>> begin Material shown
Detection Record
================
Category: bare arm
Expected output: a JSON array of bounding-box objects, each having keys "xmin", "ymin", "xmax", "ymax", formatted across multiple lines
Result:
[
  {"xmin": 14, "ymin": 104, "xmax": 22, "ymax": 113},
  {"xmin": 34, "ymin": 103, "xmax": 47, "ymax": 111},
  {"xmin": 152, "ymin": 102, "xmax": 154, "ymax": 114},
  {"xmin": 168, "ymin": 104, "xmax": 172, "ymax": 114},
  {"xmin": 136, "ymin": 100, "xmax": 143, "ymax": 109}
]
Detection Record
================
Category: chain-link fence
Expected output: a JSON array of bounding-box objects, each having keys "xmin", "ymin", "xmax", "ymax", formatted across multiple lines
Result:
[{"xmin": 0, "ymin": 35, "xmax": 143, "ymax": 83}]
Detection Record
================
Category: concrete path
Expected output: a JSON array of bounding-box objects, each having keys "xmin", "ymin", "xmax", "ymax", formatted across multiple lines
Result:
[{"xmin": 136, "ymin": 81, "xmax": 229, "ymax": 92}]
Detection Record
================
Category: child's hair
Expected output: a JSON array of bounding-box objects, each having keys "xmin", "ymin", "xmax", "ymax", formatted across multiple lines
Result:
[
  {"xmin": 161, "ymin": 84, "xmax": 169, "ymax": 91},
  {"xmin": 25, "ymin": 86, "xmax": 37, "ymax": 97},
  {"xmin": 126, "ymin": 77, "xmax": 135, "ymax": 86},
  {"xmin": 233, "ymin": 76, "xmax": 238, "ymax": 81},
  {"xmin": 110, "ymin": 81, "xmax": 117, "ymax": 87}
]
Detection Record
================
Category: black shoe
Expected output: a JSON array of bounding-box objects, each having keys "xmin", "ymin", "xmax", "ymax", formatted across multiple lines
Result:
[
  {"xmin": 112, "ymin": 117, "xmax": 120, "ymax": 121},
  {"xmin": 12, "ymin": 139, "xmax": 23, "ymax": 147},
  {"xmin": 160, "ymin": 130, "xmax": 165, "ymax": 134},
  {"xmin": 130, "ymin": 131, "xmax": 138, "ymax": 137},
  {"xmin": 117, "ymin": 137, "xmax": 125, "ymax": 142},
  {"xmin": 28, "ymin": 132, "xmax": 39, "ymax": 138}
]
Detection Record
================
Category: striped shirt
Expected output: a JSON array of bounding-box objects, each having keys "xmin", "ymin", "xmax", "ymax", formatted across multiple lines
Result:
>> end Material shown
Task prompt => From the data above, extract each line that contains the string "Category".

Correct response =>
Category: bare arm
Category: chain-link fence
Category: concrete path
Category: child's hair
Category: black shoe
Category: striped shirt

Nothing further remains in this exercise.